### MATERIAL SUPPLIED

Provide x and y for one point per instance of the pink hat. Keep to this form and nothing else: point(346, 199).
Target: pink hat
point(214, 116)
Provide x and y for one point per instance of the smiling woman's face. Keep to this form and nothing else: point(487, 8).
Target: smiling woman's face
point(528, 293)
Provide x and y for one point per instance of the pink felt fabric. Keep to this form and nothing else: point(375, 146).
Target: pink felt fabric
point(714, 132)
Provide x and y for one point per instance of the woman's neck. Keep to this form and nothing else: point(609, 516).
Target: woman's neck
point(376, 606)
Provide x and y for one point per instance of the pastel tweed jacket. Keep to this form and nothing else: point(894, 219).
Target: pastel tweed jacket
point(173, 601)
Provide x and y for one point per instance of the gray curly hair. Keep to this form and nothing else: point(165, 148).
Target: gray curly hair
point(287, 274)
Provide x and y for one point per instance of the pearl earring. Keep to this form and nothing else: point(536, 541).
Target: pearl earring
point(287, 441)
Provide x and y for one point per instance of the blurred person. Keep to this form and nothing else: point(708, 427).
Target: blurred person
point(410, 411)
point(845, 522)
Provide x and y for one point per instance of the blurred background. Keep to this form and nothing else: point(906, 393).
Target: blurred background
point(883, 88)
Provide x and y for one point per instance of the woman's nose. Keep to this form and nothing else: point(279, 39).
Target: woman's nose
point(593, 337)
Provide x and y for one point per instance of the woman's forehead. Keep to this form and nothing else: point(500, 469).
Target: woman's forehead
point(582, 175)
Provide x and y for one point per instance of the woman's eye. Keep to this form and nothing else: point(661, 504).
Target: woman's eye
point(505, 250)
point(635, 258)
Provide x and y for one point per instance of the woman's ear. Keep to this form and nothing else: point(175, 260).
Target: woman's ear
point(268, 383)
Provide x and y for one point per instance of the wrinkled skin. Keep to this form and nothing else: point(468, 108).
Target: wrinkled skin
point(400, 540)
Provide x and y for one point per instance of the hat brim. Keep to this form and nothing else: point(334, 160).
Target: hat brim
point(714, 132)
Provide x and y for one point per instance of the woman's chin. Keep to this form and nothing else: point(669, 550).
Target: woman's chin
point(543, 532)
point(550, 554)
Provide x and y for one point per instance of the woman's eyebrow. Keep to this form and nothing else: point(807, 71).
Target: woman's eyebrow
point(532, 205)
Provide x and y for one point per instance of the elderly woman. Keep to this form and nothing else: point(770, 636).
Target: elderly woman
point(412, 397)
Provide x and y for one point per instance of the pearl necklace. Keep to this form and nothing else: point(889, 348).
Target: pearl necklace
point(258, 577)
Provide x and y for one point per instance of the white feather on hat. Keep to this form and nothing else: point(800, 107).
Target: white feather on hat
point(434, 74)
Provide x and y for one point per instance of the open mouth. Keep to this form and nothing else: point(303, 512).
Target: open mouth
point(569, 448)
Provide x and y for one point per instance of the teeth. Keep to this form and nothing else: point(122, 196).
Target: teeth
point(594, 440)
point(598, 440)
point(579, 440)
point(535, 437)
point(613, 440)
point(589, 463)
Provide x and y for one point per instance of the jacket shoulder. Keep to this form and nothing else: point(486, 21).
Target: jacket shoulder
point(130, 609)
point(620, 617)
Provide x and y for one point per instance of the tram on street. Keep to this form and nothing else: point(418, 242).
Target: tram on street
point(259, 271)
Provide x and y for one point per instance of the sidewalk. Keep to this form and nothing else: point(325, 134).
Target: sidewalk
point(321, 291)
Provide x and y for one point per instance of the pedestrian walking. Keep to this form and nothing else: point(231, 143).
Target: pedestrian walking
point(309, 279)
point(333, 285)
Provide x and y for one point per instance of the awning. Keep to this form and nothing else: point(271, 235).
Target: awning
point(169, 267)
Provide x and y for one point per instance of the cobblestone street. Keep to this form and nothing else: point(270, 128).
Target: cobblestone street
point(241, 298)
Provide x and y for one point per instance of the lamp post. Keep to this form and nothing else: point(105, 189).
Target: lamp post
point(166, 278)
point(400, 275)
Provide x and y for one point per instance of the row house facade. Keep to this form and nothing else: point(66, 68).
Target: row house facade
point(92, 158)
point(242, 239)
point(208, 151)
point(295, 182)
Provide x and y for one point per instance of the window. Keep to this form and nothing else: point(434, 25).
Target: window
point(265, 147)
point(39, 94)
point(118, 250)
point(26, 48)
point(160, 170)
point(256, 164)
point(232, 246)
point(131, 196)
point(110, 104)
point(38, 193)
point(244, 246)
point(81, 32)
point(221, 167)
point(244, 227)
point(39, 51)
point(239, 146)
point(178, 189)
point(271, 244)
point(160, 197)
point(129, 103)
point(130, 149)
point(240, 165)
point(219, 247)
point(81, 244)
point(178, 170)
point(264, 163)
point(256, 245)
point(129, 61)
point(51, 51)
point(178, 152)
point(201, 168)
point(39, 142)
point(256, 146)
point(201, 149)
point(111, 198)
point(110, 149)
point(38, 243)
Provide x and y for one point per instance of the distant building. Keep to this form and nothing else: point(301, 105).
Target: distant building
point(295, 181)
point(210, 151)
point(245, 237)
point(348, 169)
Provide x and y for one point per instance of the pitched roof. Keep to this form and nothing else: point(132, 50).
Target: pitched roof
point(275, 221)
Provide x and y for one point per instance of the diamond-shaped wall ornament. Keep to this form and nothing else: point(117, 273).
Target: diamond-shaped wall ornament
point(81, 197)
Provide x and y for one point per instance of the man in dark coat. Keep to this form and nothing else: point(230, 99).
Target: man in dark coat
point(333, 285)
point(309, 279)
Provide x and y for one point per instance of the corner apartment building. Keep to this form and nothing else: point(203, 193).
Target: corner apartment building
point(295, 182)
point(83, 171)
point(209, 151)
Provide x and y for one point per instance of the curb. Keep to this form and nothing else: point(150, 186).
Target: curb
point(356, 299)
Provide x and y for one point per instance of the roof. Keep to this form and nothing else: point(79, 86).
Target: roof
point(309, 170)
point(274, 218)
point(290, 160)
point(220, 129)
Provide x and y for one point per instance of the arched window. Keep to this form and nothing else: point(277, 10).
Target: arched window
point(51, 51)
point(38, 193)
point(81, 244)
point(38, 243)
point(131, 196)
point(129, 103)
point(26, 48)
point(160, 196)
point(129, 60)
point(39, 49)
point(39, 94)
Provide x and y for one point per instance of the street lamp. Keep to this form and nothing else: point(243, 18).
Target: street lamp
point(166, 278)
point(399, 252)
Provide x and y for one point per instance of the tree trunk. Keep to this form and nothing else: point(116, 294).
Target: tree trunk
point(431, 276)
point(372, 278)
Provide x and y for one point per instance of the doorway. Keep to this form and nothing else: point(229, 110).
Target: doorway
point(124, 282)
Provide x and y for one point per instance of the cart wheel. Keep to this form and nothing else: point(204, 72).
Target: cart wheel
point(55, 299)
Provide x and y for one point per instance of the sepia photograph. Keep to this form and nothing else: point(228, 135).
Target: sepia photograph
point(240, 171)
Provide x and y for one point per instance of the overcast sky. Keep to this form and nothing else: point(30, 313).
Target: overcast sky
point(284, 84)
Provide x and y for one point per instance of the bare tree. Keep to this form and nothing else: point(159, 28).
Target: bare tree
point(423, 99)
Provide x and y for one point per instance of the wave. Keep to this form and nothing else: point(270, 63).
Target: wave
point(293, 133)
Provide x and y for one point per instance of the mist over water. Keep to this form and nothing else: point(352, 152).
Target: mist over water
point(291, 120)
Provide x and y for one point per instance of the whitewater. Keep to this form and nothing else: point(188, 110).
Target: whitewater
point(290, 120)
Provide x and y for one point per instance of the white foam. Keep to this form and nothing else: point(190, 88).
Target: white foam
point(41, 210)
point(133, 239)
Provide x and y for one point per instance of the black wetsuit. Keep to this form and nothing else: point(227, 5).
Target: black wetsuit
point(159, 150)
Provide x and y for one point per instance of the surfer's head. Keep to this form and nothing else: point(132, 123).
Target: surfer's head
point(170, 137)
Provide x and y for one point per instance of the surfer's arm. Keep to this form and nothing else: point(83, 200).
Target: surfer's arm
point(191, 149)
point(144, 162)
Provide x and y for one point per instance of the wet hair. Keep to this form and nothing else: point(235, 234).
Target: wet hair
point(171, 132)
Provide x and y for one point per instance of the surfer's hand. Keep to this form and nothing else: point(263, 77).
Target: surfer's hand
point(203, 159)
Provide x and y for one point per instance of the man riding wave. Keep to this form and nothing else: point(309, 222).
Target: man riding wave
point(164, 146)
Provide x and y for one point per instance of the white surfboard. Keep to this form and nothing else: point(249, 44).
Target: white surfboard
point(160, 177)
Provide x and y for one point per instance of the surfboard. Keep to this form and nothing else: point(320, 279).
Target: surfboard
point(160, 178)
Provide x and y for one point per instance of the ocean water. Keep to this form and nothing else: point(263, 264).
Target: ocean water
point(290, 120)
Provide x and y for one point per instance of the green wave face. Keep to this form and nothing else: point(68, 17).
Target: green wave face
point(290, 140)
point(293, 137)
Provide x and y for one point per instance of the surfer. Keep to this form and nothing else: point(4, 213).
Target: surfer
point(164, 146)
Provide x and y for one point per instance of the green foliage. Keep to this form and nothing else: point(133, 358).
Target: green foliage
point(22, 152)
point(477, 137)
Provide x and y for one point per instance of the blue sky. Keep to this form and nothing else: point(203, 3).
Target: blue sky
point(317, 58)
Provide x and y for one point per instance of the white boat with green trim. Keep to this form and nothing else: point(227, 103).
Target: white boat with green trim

######

--- EXERCISE OBJECTIVE ---
Copy the lines from the start of the records through the line containing "point(376, 606)", both ends included, and keep every request unchanged. Multiply only the answer coordinates by 0.35 and round each to a whole number, with halves rounding up.

--- FINAL ANSWER ---
Provide x and y for one point per instance of the pink hat. Keep to this form and nothing else: point(346, 199).
Target: pink hat
point(75, 41)
Provide x and y for one point per instance of the smiling woman's face. Keep to this form and nothing else: point(487, 8).
Target: smiling woman's face
point(185, 103)
Provide x and y for one point per instance of the pink felt fabric. Keep to this form and nothing else: point(375, 146).
Target: pink felt fabric
point(250, 46)
Provide x and y for one point per instance of the woman's neck. Keep to this form and nothing else: point(609, 516).
Target: woman's neck
point(132, 212)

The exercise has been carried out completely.